-- MATERIAL FOR THIS TASK start --

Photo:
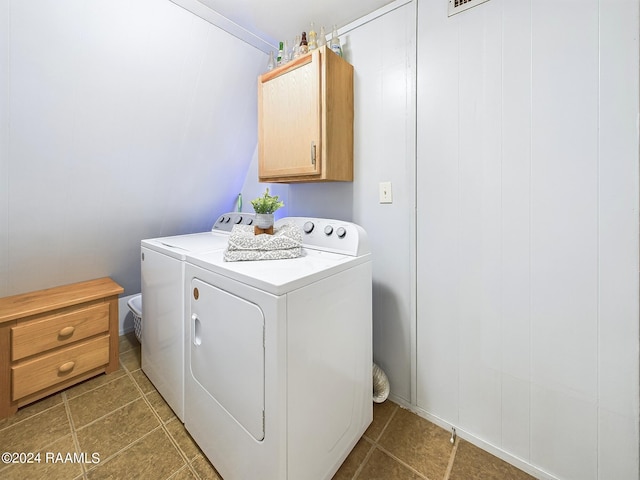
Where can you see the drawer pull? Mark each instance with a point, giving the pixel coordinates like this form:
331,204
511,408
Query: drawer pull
66,367
66,331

-- MATERIAL FOR THIS TASK end --

DIRECTIVE: Recast the data above as a JSON list of strings, one string per line, with blank lines omitted. Exclude the pictures from the list.

OUTPUT FOR THIS EXERCISE:
[
  "Photo:",
  "Where can you see the drawer pull? Mark each instance with a point, giving the pixel coordinates like this form:",
  "331,204",
  "511,408",
  "Query: drawer pull",
  "66,367",
  "66,331"
]